Notorious dictator Joseph Stalin, no stranger to death, once declared
“The death of one person is a tragedy. The death of millions is a statistic.” Today, the death of Pope John Paul II is a tragedy. But for most of us, the death of millions around the world from AIDS is a statistic.
AIDS stands for Acquired Immune Deficiency Syndrome, a condition in which the body’s immune system is destroyed, leaving the victim open to opportunistic infections that would ordinarily be handled easily. AIDS develops from the virus HIV – human immunodeficiency virus – which is spread through unprotected sexual contact, sharing of needles between drug users, transfusion of infected blood, and from an infected mother to her child.
AIDS has no cure, and no vaccine to prevent it, and research into these is unlikely to produce either quickly, due to the virus’ extremely rapid mutation. Treatment for AIDS usually involves years of expensive anti-retroviral drug therapy, and these drugs can prolong life with the disease. In the United States and other high-income nations these drugs are widely used and deaths from AIDS have fallen: although nearly one million Americans had HIV or AIDS in 2003, only an estimated 14,000 died, according to the CIA World Factbook Web site.
If the AIDS epidemic is mostly under control in our country, it is rampaging across Africa. The further south one travels down the map, the higher rates of AIDS and HIV are. At the southernmost region of Africa, in the countries of Swaziland, Botswana, South Africa, Namibia, Zimbabwe, and Lesotho, over 20 percent of the population has HIV or AIDS, according to a report by UNAIDS. In the small country of Swaziland, around 200,000 people, or 38 percent of the population, had AIDS/HIV at the end of 2003, and 17,000 had died that year.

§ **Assignment 1**
Reproduce the passage on AIDS from "AIDS has no" to "Factbook Web site.".
§ **Assignment 2**
According to the passage on AIDS, which countries in the southernmost region of Africa have over 20 percent of the population living with HIV or AIDS?

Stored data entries

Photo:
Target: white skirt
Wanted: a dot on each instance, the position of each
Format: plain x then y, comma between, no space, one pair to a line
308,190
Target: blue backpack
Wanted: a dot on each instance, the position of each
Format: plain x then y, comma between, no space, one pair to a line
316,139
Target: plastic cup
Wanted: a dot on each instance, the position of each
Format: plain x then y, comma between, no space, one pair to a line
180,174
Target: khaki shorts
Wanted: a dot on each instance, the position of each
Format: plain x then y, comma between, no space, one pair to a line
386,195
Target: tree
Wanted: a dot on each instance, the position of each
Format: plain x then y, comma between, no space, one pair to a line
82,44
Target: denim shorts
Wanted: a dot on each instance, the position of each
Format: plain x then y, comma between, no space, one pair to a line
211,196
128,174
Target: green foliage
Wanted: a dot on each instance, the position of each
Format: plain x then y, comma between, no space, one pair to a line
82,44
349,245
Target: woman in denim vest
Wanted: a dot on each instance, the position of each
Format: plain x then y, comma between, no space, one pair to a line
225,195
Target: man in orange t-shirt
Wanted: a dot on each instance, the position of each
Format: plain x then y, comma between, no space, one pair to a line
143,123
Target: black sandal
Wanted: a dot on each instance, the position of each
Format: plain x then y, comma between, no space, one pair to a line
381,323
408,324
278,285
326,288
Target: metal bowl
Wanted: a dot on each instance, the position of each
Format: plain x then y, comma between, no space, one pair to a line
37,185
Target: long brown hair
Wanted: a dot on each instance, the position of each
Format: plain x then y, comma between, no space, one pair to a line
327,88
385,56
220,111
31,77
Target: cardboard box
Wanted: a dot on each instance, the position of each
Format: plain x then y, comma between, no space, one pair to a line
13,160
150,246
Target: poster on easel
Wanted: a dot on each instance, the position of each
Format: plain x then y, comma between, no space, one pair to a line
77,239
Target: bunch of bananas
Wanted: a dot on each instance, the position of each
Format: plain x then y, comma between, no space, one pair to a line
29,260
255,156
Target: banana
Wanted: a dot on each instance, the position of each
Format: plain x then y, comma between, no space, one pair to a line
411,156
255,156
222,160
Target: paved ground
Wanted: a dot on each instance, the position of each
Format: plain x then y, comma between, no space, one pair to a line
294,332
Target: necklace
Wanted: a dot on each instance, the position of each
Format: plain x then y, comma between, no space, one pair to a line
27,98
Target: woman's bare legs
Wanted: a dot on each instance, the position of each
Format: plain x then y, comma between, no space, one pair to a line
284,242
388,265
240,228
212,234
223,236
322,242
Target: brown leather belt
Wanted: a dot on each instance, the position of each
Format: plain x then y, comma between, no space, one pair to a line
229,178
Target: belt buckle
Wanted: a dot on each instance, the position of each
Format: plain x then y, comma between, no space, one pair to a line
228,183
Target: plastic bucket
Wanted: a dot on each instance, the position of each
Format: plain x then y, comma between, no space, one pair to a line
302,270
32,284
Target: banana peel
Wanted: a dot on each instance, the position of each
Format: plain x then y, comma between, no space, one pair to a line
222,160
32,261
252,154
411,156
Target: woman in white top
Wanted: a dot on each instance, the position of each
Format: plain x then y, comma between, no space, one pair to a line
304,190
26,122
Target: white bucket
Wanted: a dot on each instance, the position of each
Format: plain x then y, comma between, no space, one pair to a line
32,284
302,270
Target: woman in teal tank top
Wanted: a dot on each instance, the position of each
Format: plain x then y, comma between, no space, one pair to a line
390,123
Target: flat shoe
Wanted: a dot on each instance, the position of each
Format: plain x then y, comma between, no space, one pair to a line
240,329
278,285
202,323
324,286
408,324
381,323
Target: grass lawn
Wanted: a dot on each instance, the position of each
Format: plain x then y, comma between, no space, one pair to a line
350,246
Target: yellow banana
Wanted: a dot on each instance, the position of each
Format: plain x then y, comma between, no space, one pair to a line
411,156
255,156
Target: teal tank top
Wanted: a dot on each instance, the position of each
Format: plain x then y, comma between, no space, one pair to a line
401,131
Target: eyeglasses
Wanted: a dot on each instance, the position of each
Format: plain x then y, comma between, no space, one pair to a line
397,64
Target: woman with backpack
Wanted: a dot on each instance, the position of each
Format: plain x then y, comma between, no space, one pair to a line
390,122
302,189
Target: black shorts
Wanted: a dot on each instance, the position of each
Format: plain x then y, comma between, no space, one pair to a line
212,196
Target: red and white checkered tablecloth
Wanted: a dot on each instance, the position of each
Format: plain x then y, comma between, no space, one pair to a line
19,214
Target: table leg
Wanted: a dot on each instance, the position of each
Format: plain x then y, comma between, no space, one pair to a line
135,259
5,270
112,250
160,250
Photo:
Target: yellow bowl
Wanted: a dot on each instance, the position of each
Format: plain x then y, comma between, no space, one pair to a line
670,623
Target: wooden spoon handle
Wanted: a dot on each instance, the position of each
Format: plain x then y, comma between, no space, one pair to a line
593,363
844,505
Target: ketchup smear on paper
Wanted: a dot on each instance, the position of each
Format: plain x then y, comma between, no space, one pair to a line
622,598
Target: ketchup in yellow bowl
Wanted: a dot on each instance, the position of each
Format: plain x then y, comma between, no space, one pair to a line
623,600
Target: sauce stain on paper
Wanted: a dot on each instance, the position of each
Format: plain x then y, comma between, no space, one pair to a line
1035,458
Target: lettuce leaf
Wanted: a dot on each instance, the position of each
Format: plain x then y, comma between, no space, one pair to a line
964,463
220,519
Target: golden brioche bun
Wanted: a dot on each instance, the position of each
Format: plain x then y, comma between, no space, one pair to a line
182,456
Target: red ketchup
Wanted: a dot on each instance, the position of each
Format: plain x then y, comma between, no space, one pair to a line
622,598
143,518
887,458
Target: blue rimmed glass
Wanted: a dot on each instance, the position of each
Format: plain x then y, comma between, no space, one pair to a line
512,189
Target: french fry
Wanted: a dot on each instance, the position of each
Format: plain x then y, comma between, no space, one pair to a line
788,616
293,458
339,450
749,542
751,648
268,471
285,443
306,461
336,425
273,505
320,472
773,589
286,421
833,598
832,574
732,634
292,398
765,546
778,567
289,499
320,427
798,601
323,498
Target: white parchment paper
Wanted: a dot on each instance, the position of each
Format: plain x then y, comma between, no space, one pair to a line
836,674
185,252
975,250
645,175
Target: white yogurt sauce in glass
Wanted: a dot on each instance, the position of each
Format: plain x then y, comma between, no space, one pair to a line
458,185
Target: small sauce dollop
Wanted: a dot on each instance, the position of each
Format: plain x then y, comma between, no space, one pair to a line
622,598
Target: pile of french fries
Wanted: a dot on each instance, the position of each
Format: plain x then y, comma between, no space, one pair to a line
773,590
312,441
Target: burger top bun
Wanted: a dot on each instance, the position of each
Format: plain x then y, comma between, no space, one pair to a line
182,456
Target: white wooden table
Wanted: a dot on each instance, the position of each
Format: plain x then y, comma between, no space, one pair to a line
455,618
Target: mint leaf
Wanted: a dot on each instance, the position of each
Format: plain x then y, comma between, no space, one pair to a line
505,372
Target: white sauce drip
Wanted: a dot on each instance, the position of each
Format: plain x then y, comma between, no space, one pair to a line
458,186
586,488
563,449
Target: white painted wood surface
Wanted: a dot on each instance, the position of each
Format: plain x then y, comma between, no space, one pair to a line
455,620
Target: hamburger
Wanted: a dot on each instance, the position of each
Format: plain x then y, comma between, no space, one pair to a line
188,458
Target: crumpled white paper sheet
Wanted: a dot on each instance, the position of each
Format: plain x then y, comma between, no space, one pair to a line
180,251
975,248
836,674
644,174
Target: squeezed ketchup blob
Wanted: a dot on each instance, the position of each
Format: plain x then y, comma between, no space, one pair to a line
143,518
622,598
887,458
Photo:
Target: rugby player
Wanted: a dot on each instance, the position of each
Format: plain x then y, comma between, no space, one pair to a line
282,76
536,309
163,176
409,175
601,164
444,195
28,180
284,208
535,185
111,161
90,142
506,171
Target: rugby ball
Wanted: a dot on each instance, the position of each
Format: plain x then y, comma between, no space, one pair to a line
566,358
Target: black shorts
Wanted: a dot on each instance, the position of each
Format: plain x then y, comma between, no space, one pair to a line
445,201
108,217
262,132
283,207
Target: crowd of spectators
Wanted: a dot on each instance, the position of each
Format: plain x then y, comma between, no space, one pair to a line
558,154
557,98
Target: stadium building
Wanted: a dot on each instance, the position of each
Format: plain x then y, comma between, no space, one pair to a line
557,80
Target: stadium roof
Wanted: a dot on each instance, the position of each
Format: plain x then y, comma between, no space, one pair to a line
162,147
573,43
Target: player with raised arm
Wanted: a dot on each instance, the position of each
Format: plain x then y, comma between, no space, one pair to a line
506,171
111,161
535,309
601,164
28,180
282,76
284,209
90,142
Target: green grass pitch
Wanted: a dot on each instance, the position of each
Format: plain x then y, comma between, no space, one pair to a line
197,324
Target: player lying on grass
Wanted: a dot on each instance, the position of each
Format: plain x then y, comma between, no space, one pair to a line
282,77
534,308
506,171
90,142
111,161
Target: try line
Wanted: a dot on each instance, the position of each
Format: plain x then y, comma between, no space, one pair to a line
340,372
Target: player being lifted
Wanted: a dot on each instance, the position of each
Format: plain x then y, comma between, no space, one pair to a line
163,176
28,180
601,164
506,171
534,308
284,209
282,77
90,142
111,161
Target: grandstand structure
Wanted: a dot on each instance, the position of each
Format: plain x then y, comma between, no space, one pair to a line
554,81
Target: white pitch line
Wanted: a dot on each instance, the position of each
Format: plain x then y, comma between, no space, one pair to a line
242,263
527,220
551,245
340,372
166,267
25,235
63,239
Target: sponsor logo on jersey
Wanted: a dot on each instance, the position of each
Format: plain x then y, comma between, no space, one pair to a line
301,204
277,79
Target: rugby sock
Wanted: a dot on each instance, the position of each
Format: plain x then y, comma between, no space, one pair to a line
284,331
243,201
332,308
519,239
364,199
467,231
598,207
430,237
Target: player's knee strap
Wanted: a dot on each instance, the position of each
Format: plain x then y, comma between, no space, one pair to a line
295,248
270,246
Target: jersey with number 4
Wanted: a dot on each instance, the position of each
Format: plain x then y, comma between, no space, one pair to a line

§ **Solution 1**
AIDS has no cure, and no vaccine to prevent it, and research into these is unlikely to produce either quickly, due to the virus’ extremely rapid mutation. Treatment for AIDS usually involves years of expensive anti-retroviral drug therapy, and these drugs can prolong life with the disease. In the United States and other high-income nations these drugs are widely used and deaths from AIDS have fallen: although nearly one million Americans had HIV or AIDS in 2003, only an estimated 14,000 died, according to the CIA World Factbook Web site.

§ **Solution 2**
Swaziland, Botswana, South Africa, Namibia, Zimbabwe, Lesotho